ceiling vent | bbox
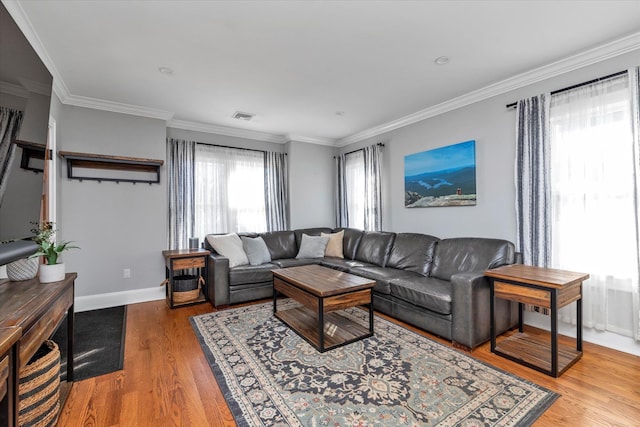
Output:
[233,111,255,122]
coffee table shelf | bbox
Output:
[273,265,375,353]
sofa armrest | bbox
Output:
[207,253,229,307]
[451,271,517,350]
...
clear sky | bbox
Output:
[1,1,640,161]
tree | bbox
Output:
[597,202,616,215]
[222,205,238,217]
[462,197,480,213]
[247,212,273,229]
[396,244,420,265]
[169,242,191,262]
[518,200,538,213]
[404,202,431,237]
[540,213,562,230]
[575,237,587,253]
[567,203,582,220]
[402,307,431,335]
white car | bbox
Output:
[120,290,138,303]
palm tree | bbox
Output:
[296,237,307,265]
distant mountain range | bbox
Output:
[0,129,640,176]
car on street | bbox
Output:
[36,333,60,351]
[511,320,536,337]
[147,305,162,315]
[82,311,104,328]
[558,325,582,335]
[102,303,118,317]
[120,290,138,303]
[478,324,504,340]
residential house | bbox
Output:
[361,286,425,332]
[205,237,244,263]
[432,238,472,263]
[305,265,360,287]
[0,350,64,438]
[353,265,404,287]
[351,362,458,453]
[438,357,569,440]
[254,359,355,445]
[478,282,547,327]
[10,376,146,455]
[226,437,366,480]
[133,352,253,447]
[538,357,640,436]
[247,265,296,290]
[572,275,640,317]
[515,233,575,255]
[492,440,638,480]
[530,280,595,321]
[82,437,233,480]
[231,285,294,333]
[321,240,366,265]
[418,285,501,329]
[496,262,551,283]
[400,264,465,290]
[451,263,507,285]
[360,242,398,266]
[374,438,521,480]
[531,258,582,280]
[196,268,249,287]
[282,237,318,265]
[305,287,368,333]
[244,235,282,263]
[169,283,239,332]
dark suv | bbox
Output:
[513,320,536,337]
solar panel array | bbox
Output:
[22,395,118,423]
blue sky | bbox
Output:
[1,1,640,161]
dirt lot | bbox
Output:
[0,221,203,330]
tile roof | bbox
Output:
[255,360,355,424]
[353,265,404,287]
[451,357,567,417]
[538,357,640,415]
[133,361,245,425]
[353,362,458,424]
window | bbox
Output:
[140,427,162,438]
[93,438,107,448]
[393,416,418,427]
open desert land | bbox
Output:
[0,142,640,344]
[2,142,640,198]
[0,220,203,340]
* * *
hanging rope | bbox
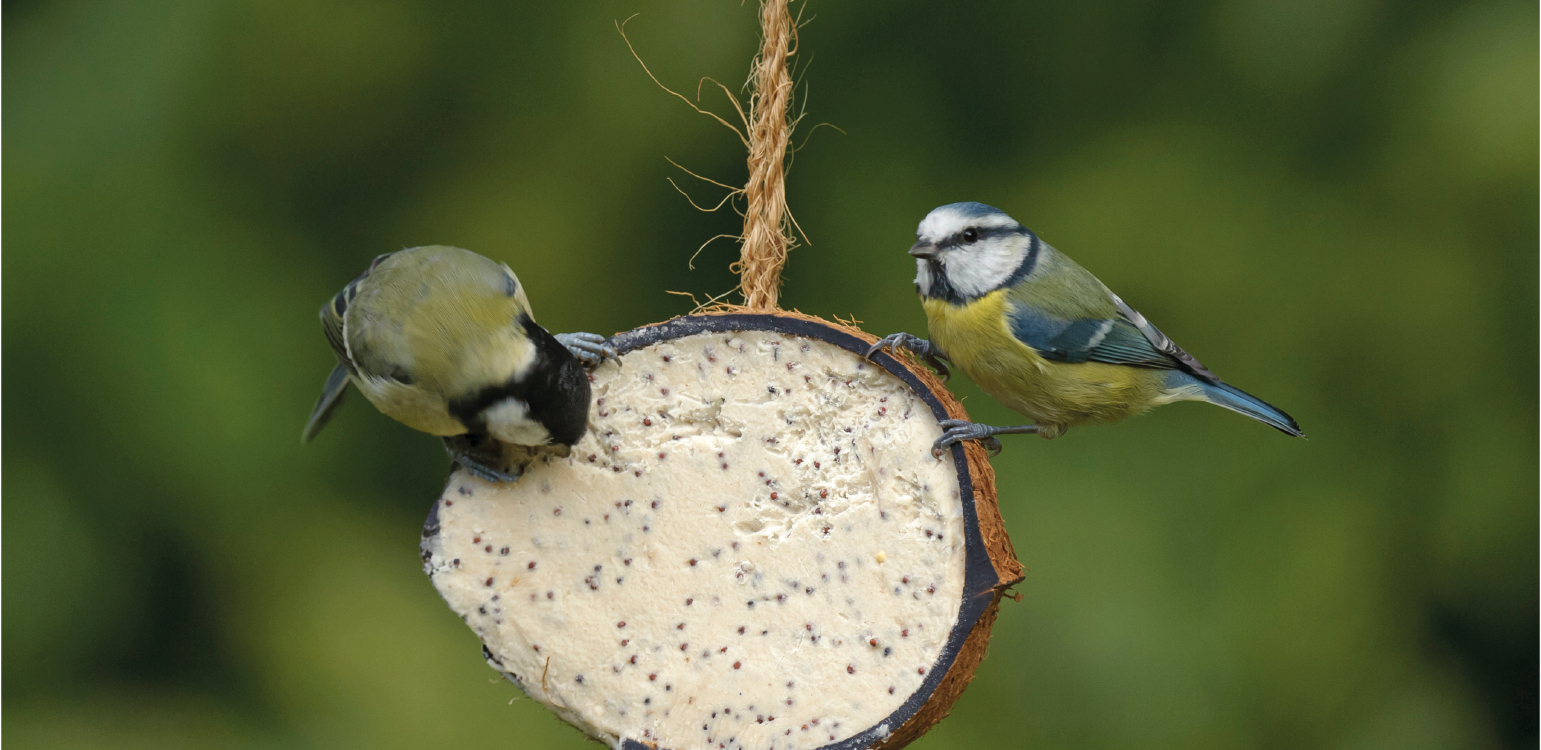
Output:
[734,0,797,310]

▶ _Task brief_
Can you rewrite every line from the one containing "palm tree | bbox" through the one containing "[478,324,504,340]", lowering each bounding box coordinate in the answers by 150 and leaving all other lines unchanged?

▶ _Task result_
palm tree | bbox
Output:
[146,87,157,115]
distant mountain range | bbox
Output:
[-150,-21,490,26]
car on street | bbox
Output:
[-114,183,-90,201]
[361,170,386,187]
[-3,155,12,165]
[-68,161,-46,178]
[408,175,432,185]
[-48,153,-32,167]
[-30,140,-12,153]
[328,174,354,190]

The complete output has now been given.